### [TASK OBJECTIVE]
Can you update the entries below by changing "integer pixel coordinates" to "whole-number pixel coordinates" wherever it occurs and leaving everything else unchanged?

Items listed in a dataset:
···
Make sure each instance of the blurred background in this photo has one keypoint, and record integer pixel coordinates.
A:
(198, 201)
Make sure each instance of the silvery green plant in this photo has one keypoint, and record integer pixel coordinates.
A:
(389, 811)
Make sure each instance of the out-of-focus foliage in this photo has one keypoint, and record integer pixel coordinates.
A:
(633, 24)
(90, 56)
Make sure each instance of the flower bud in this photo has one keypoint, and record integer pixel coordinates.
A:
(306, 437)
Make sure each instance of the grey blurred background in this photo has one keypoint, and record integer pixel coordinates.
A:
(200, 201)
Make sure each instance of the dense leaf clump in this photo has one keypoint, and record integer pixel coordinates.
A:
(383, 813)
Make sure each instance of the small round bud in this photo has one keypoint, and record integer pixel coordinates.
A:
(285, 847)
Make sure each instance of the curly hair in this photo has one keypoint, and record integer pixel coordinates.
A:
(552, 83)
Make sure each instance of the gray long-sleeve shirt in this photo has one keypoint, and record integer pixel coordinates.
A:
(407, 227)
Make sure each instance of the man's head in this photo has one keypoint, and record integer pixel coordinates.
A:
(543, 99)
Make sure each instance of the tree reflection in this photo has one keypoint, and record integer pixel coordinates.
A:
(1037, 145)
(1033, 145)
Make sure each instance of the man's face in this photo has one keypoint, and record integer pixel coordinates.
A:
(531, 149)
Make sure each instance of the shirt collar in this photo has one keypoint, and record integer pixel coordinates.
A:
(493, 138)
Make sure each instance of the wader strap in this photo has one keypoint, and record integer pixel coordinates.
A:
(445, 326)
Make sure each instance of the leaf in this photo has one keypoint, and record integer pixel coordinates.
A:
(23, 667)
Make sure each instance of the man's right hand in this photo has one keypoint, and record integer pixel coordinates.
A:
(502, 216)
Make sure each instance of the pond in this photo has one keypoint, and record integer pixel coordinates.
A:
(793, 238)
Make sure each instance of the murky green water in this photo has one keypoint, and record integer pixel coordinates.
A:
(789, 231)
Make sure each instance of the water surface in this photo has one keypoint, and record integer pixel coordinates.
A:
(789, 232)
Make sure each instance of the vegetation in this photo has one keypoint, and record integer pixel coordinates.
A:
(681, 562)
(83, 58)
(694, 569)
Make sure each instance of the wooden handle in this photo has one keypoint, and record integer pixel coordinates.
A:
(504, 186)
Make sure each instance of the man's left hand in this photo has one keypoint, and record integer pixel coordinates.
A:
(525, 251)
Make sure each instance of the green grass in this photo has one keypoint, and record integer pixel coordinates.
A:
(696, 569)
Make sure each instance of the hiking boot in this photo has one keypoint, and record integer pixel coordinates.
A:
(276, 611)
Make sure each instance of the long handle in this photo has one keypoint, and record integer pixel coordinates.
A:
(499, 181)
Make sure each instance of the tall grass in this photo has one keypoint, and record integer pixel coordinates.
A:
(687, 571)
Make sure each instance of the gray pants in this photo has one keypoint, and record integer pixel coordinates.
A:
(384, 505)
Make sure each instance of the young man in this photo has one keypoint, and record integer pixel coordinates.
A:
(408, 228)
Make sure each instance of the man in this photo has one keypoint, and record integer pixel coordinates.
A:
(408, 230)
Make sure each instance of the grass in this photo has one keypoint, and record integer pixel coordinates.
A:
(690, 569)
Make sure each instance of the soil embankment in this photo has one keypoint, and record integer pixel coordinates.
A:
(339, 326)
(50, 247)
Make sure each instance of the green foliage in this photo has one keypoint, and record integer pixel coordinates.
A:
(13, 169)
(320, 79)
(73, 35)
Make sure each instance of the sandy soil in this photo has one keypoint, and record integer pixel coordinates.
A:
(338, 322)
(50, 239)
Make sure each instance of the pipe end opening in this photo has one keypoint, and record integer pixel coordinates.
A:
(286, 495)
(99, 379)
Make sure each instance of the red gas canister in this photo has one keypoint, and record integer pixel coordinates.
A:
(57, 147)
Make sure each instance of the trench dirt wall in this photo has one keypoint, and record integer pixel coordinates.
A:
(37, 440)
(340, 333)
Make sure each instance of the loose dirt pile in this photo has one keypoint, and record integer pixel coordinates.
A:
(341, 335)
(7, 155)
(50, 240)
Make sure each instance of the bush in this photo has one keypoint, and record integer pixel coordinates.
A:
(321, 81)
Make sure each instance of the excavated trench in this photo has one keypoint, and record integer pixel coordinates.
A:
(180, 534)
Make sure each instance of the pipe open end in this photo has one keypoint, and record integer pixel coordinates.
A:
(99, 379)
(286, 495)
···
### [CORRECT RESPONSE]
Make sure each instance of the blurred background in this photo has one keypoint, and record whole-number pixel coordinates.
A:
(198, 201)
Make sure each instance of the silvery green plant in this photo has one keypoint, and record whole-number pixel coordinates.
A:
(389, 811)
Make sure each instance of the out-of-focus foliage in this photo has one keypoint, and record whole-number pixel coordinates.
A:
(633, 24)
(90, 56)
Make sure each instance of the flower bud in this photo has one keypoint, and record whole-number pixel coordinates.
A:
(306, 437)
Make sure each instance of the grey blurred background in this photo has one keypoint, and record whole-number pixel coordinates.
A:
(200, 201)
Make sure each instance of the dense leaf clump in this photo has one keypoint, and record whole-number pixel coordinates.
A:
(383, 813)
Make sure each instance of the small round bud in this photo has one keypoint, and record whole-number pixel coordinates.
A:
(285, 847)
Make sure each instance of the curly hair in this photo has one keypoint, and record whole-number pixel coordinates.
A:
(552, 83)
Make sure each instance of the gray long-sleeve shirt in this photo has one keypoint, and record whole-number pixel coordinates.
A:
(407, 227)
Make sure each instance of the man's head in this photo has one keypoint, and record whole-number pixel coordinates.
A:
(543, 99)
Make sure each instance of the tree reflection in this photo has one keypoint, and record whole-number pixel coordinates.
A:
(1037, 145)
(1033, 145)
Make sure each instance of the man's face in this photo has one keypoint, and record whole-number pixel coordinates.
A:
(531, 149)
Make sure each instance of the shirt collar in this photo has one keypoint, and record whole-number pixel coordinates.
A:
(493, 138)
Make sure each instance of the wader strap in this photo has one keypoint, and record whole-number pixel coordinates.
A:
(445, 326)
Make sure each instance of the leaf in this photo has one keypoint, and record whole-number pixel coordinates.
A:
(23, 667)
Make sure each instance of the man's right hand in this photo has one keypoint, and record whole-number pixel coordinates.
A:
(502, 216)
Make sure each instance of the pond in this photo has one keypoint, and record whole-number pixel coordinates.
A:
(793, 238)
Make sure each instance of the murky green water in this photo has one keypoint, and record whole-number pixel coordinates.
A:
(789, 231)
Make sure each instance of the water surface in this photo has one keypoint, and record whole-number pixel coordinates.
A:
(789, 232)
Make sure each instance of the vegetation in this photo has one keypoint, and record whole-number pixel coordinates.
A:
(681, 562)
(83, 58)
(694, 569)
Make sure each instance of the wooden handle in this photo has one keypoint, and record whole-number pixel coordinates.
A:
(504, 186)
Make sure each instance of the man's left hand in this photo has one keypoint, and record whole-number pixel coordinates.
A:
(525, 251)
Make sure each instance of the green grass in this photo has one keypoint, and record whole-number pixel coordinates.
A:
(696, 569)
Make sure each instance of the hiking boot in this photo has one keypoint, and record whole-number pixel coordinates.
A:
(276, 611)
Make sure each instance of the long handle in this photo has one keypoint, and record whole-number pixel coordinates.
A:
(499, 181)
Make sure each instance of the tall grass in this photo has one keypoint, and record whole-number pixel coordinates.
A:
(687, 571)
Make sure each instance of the gray pants in this photo has one keypoint, and record whole-number pixel coordinates.
A:
(384, 505)
Make sure each instance of the young man in this photo has one keypoint, and record whole-number pixel coordinates.
A:
(408, 228)
Make sure each instance of the man in this photo has one keypoint, and record whole-number pixel coordinates.
A:
(408, 230)
Make sure each instance of the grass in this photo has one keypoint, and record whole-number pixel coordinates.
A:
(690, 569)
Make sure each instance of the soil embankment in this photo has one keypoint, and record whole-number pixel coordinates.
A:
(339, 326)
(50, 247)
Make sure each instance of the green foliage in this photo has one keypoint, and record whole-number pixel coordinates.
A:
(13, 169)
(320, 79)
(73, 35)
Make sure each instance of the sandy soil in this photo has one keypoint, and record whole-number pixel coordinates.
A:
(338, 322)
(50, 239)
Make sure each instance of the pipe end opening in this photo has one keypoint, and record whole-number pixel coordinates.
A:
(286, 495)
(99, 379)
Make sure each instance of the red gas canister in this photo has one keypoint, and record whole-number pixel coordinates.
A:
(57, 147)
Make sure each instance of the trench dirt wall in this photo has one keypoint, and record whole-number pixel coordinates.
A:
(37, 440)
(340, 333)
Make sure each instance of the loose dirt pile in this photo has one keypoint, and record whole-number pixel coordinates.
A:
(341, 335)
(7, 155)
(50, 240)
Make sure each instance of the bush in this photo has one keypoint, and record whole-number pixel coordinates.
A:
(321, 81)
Make sure each instance of the excavated trench in this photo has one keypoint, and record whole-number pixel coordinates.
A:
(180, 534)
Make sure each instance of the pipe open end in this photo has one keypoint, and record whole-number pixel coordinates.
A:
(99, 379)
(286, 495)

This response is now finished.